WRITTEN TASK: Can you write out these lines again with every "rings" swapped for "loops" and nothing else changed?
[start of WORKING DATA]
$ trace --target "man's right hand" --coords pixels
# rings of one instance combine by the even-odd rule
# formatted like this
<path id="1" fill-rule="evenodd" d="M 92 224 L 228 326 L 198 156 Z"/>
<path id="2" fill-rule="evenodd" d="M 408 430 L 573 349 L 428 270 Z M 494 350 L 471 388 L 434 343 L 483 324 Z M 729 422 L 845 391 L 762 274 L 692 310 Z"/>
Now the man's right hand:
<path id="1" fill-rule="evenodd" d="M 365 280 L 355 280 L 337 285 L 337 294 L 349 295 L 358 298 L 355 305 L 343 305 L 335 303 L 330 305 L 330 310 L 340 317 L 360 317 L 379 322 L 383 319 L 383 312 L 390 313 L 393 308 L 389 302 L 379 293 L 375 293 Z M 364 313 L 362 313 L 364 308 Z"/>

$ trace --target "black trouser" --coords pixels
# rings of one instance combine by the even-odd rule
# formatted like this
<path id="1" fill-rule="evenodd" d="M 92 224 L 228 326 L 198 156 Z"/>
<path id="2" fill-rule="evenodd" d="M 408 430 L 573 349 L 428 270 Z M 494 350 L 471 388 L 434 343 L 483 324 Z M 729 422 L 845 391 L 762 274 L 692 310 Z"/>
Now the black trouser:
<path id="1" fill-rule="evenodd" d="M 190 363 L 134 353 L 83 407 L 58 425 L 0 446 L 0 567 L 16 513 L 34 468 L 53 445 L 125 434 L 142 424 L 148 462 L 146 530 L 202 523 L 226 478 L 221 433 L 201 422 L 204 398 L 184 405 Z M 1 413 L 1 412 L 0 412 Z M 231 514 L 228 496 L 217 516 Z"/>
[end of WORKING DATA]
ANSWER TO THIS EXERCISE:
$ trace --target "man's right hand" --coords pixels
# loops of one instance combine by the even-odd rule
# formatted like this
<path id="1" fill-rule="evenodd" d="M 92 224 L 228 326 L 198 156 Z"/>
<path id="2" fill-rule="evenodd" d="M 408 430 L 573 349 L 428 270 Z M 494 350 L 471 388 L 434 343 L 483 324 Z M 729 422 L 845 391 L 762 274 L 692 310 Z"/>
Now the man's right hand:
<path id="1" fill-rule="evenodd" d="M 365 280 L 355 280 L 337 285 L 337 294 L 349 295 L 358 298 L 355 305 L 343 305 L 335 303 L 330 305 L 330 310 L 340 317 L 360 317 L 379 322 L 383 319 L 383 312 L 390 313 L 393 308 L 389 302 L 379 293 L 375 293 Z M 364 313 L 362 313 L 364 308 Z"/>

$ trace --target "black trouser" --coords pixels
# loops of one instance combine by the even-odd rule
# formatted like this
<path id="1" fill-rule="evenodd" d="M 92 224 L 228 326 L 198 156 Z"/>
<path id="2" fill-rule="evenodd" d="M 408 430 L 573 349 L 428 270 Z M 494 350 L 471 388 L 434 343 L 483 324 Z M 729 422 L 845 391 L 762 274 L 692 310 Z"/>
Now the black trouser:
<path id="1" fill-rule="evenodd" d="M 190 363 L 134 353 L 83 407 L 58 425 L 0 446 L 0 567 L 16 513 L 34 468 L 53 445 L 125 434 L 142 424 L 148 462 L 146 530 L 202 523 L 226 478 L 221 433 L 201 422 L 204 398 L 184 405 Z M 1 413 L 1 412 L 0 412 Z M 231 514 L 228 496 L 217 516 Z"/>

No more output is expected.